_Qué hacer_.
a) Según el texto sobre la historia de la astronomía, ¿en qué año y en qué revista escribió F. W. Henkel la frase citada al principio?
b) Transcribe el texto sobre la historia de la astronomía desde "Las ideas cautivadoras, pero" hasta "últimos 150 años.".
c) Continúa el texto sobre la historia de la astronomía a partir del punto en que termina.

_Fragmento citado_.
---*---

«Donde no sabemos nada podemos especular sin miedo a la contradicción». Con estas palabras, escritas en Scientific American en 1909, el astrónomo inglés F. W. Henkel, miembro de la Royal Astronomical Society, describió sin aparente vergüenza gran parte de la cultura de la astronomía de hace un siglo. Era una época en la que los expertos utilizaban datos muy limitados para hacer afirmaciones omnímodas sobre la formación y evolución del sistema solar, la existencia de un planeta llamado Vulcano y la presencia de vida en otros planetas.
Las ideas cautivadoras, pero en última instancia incorrectas, sobre nuestro sistema solar son evidentes en muchos de los primeros artículos de Scientific American reunidos en este número especial. Los artículos más recientes, nos gustaría pensar, presentan afirmaciones más sólidas, porque se basan en algo y no en nada. En conjunto, esta colección ilustra maravillosamente cómo ha evolucionado la ciencia de la astronomía en los últimos 150 años.

---*---

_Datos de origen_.
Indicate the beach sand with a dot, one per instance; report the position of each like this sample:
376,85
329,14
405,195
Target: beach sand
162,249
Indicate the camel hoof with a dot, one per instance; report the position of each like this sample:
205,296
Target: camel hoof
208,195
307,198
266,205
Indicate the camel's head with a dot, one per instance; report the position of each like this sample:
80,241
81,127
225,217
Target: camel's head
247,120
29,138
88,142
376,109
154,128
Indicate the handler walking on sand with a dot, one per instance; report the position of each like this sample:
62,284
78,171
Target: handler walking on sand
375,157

---*---

_Las respuestas_.
a) En 1909, en Scientific American.

b)
Las ideas cautivadoras, pero en última instancia incorrectas, sobre nuestro sistema solar son evidentes en muchos de los primeros artículos de Scientific American reunidos en este número especial. Los artículos más recientes, nos gustaría pensar, presentan afirmaciones más sólidas, porque se basan en algo y no en nada. En conjunto, esta colección ilustra maravillosamente cómo ha evolucionado la ciencia de la astronomía en los últimos 150 años.

c)
Hoy en día los astrónomos están aprendiendo a beber de una manguera. El enorme volumen de bits recogidos por los telescopios modernos inunda nuestros ordenadores y desborda nuestra capacidad para almacenar y analizar la información. Hemos entrado en una edad de oro de la información astronómica, y estamos muy seguros de lo que pretendemos saber. El pasado, sin embargo, nos da algunas lecciones de humildad.
Hace un siglo, nuestros predecesores, con problemas de datos, compensaban su déficit con conjeturas disfrazadas de argumentos sofisticados. En estas páginas, en 1879, un astrónomo no identificado escribió: «Durante la noche más tranquila, es casi imposible conseguir hacer un dibujo pasable de un planeta como Marte, la imagen que se ve en el reflector es ondulada, trémula y confusa.» ¡Un dibujo! Hoy en día, los astrónomos utilizan gigantescos telescopios de espejos segmentados que se hunden continuamente bajo la fuerza de la gravedad y que vuelven a tomar forma varias veces por segundo gracias a cientos de motores controlados por ordenador. Mientras tanto, otros ordenadores envían rayos láser hacia el cielo, donde se reflejan en la capa de sodio de la estratosfera para crear «estrellas guía» que permiten a los telescopios modernos medir -y corregir- las distorsiones de la imagen causadas por las turbulencias de la atmósfera terrestre.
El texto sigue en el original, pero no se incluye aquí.